### Directions for this task
Transcribe the lines below word for word, keeping them in the same order.

[Records from a pointing dataset]
-- Start --
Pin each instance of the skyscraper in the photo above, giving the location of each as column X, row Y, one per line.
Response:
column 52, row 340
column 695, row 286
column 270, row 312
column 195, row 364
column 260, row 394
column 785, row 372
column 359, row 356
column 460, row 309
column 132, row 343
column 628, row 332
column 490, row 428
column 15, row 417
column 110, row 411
-- End --
### Output of the task
Pin each instance of the skyscraper in the photo above, giving the location of each as column X, row Y, one per line.
Response:
column 52, row 340
column 695, row 286
column 270, row 312
column 195, row 364
column 260, row 394
column 785, row 372
column 359, row 356
column 460, row 309
column 132, row 343
column 628, row 332
column 490, row 428
column 15, row 417
column 110, row 411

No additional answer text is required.